### Do this
Copy out each of the records below line for line, without changing a single character.

### Data

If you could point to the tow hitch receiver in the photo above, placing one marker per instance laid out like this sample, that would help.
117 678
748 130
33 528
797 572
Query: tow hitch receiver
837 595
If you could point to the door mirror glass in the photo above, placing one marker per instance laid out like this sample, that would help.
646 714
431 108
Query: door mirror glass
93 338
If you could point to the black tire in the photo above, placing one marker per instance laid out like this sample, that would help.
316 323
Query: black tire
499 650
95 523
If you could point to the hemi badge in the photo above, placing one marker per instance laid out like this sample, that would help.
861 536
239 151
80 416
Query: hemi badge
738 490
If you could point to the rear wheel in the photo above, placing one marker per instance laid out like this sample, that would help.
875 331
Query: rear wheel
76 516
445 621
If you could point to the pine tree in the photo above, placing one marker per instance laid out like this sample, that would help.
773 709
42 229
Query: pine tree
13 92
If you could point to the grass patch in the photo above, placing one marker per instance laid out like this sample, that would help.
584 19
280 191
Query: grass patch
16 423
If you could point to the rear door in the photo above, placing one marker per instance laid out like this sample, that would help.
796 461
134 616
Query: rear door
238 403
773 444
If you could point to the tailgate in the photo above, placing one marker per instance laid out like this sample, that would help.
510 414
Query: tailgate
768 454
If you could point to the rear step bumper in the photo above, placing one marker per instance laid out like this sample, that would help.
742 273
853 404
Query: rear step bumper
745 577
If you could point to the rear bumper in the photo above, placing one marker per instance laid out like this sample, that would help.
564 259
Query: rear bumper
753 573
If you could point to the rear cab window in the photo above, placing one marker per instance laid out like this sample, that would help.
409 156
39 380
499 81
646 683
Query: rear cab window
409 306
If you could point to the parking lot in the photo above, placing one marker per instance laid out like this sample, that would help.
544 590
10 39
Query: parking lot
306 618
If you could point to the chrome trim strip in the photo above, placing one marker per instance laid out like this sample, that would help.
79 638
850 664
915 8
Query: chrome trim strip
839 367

### The completed task
If you could point to the tow hitch receiver in the photo above, placing one marker per instance laid out like this sample, that would help.
117 678
748 130
33 528
797 572
Query: tow hitch receiver
837 595
If you could point to the door mirror glass in the photo above, placing one marker per instance laid out like this sample, that would help.
646 714
431 108
Query: door mirror glass
93 338
If you could point to the black tire in the photo above, placing one marker per instance laid out like this sample, that would help.
316 323
Query: black tire
499 650
95 523
If you could point to the hemi badge in the photo above, placing one marker per instance laid out like this sample, that would help.
861 536
239 151
80 416
Query: hemi badge
738 490
If you could point to the rear wheel in the photo above, placing one marker per instance laid out like this sample, that would help.
875 331
Query: rear wheel
76 516
445 621
If you could point to the pine tree in the photo above, placing one marker per instance laid out like this sample, that would help.
773 709
42 229
Query: pine tree
13 92
If you could point to the grass patch in the photo above, placing one marker per instance laid out like this sample, that would help.
584 19
280 191
Query: grass patch
16 423
If you could point to the rear door in the photo above, placing one marker per instance laid out like this sample, that would help.
796 461
134 616
Query: rear door
238 403
773 444
If you could point to the tailgate in the photo above, placing one marker per instance laid out like this sample, that would help.
510 414
Query: tailgate
768 454
If you could point to the rear step bumper in the photo above, placing one marker per instance laid out like this sample, that would help.
742 273
853 404
Query: rear step bumper
745 577
If you could point to the rear bumper in the photo above, placing one marker per instance laid out like this sample, that would help.
564 259
Query: rear bumper
753 573
If you could point to the rear cab window in the photo above, placing one marker per instance laid out like this sample, that would help.
409 156
39 380
499 81
646 683
Query: rear cab window
409 306
If you could point to the parking lot in the photo above, placing one marker per instance laid out like this sample, that would help.
544 590
10 39
Query: parking lot
306 618
If you could point to the chrome trim strip in the photo above, placing one marker per instance laid out like this sample, that would help.
79 638
850 664
915 8
Query: chrome trim strip
839 367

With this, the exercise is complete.